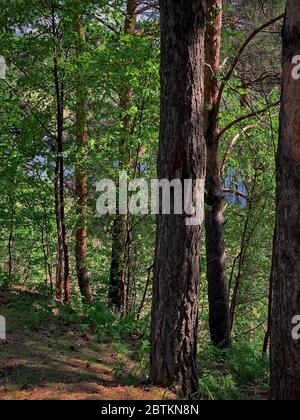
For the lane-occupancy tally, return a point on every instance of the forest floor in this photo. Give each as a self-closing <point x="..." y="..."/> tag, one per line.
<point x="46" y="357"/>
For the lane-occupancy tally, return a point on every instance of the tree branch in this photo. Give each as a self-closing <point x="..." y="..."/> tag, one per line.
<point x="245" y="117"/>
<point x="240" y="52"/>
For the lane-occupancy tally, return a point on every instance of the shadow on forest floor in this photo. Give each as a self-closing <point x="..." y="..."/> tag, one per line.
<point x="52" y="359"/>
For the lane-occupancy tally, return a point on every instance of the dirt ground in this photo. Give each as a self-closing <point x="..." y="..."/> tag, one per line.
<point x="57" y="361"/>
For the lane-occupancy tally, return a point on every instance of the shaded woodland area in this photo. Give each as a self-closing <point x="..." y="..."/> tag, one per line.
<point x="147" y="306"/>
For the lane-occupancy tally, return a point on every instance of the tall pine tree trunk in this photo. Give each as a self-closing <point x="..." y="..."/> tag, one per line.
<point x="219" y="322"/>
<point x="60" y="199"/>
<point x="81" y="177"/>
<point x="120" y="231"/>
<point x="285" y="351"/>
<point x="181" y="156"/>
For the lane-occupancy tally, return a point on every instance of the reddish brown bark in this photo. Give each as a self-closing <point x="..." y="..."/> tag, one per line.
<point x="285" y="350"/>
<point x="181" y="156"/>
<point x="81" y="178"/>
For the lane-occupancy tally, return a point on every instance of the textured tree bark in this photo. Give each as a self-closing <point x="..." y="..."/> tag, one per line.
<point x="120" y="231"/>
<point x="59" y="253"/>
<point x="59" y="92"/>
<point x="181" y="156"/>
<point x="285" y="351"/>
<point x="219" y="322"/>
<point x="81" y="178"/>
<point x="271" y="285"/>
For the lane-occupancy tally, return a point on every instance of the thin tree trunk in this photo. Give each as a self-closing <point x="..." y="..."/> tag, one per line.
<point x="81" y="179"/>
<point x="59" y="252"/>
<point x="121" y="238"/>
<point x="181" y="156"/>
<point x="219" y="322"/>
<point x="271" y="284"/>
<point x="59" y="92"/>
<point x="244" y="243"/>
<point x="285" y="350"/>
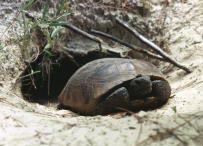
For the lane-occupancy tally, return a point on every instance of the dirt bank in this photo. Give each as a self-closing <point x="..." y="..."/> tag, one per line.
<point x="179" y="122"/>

——————

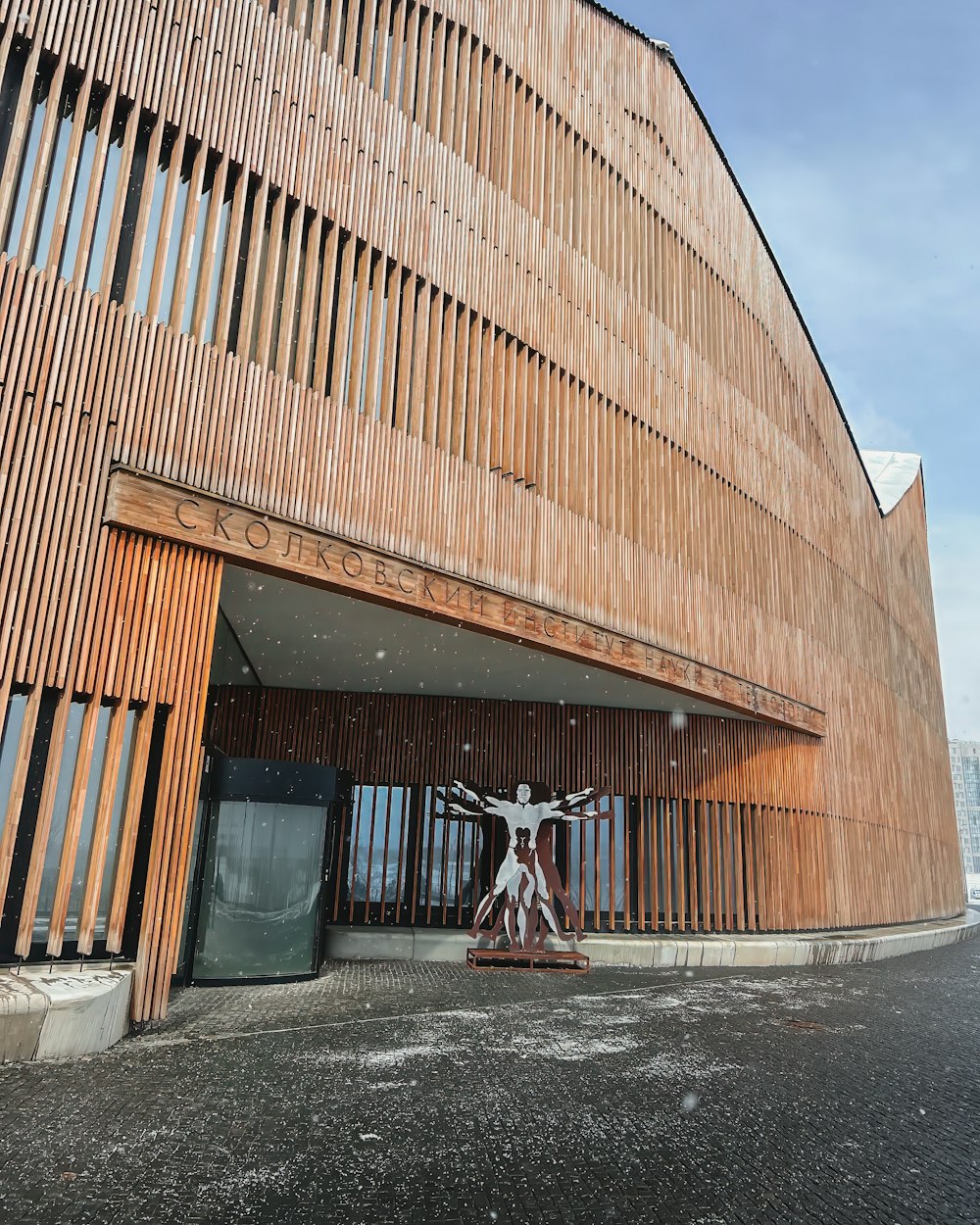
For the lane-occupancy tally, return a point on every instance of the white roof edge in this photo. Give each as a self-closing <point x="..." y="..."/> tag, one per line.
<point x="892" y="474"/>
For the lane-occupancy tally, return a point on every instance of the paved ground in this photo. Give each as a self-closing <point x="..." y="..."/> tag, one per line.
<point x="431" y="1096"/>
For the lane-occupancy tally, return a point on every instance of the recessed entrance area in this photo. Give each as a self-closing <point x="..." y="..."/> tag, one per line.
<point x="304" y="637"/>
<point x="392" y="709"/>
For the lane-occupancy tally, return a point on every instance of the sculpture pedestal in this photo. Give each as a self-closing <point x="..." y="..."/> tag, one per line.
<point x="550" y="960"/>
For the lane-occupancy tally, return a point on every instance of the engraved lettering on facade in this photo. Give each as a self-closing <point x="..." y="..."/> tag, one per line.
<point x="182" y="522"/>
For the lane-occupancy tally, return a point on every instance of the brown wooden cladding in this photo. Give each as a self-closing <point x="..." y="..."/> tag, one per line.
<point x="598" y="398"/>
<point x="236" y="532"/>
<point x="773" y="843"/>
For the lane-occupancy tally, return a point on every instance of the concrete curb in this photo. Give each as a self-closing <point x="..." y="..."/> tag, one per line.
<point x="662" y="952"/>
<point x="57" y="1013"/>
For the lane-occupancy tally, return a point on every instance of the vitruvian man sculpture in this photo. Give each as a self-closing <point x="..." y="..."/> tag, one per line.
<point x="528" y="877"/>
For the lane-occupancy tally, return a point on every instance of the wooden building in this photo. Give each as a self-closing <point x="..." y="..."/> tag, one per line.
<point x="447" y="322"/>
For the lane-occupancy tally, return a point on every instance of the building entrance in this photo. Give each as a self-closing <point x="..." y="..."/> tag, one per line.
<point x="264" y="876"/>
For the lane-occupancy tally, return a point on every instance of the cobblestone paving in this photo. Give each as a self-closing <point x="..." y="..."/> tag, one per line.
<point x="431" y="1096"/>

——————

-- REQUIRED TASK --
Please gather each line of the listing above that contains the word "trunk", and copy those lines unchanged in their original order.

-- OUTPUT FOR THIS EXERCISE --
For the lane-occupancy tally, return a point on every instance of the tall pine tree trunk in this photo. Give each as a self-closing <point x="..." y="..."/> tag, one per line.
For the lane-occupancy tally, return a point on every instance of the thin tree trunk in this photo. Give each as a self-closing <point x="..." y="..."/> tag, one per line.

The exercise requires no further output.